◆ DESCRIPTION OF THE TASK
Please copy every line of the records between the line containing "the black sock" and the line containing "<point>183,265</point>", inclusive, offsetting each x and y coordinate in the answers by +125. Leave all other text in those lines unchanged.

◆ MATERIALS PROVIDED

"""

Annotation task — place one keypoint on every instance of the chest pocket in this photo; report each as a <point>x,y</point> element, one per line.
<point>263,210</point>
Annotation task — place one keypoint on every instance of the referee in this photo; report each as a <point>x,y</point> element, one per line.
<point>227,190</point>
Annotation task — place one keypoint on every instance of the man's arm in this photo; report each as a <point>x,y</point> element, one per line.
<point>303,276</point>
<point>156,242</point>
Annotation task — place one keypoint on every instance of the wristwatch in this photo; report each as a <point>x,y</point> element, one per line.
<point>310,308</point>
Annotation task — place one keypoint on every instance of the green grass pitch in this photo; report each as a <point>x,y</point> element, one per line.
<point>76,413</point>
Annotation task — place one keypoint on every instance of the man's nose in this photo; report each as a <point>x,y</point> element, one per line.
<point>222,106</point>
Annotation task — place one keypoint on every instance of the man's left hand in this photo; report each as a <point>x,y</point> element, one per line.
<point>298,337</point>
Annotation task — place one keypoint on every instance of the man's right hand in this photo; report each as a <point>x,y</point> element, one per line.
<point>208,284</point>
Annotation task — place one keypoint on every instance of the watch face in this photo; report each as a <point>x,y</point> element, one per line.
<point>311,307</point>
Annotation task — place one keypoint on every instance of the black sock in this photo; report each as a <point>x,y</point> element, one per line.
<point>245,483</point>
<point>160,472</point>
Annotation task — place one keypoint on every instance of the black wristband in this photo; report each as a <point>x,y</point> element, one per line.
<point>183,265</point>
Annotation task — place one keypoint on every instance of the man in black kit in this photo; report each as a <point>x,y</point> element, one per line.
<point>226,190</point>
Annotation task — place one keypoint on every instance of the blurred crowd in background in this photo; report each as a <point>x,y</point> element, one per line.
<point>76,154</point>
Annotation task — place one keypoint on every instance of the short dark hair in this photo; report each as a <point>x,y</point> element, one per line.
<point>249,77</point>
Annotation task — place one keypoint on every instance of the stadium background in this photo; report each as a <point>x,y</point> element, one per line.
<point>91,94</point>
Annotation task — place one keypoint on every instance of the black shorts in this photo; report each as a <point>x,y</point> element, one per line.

"""

◆ EXERCISE SOLUTION
Annotation task — place one keypoint on every instance of the black sock in this photo; report each as a <point>x,y</point> element, one per line.
<point>370,608</point>
<point>285,597</point>
Annotation task — place one keypoint on every instance of the black wristband in this photo; report each as a <point>x,y</point> element, one per line.
<point>308,390</point>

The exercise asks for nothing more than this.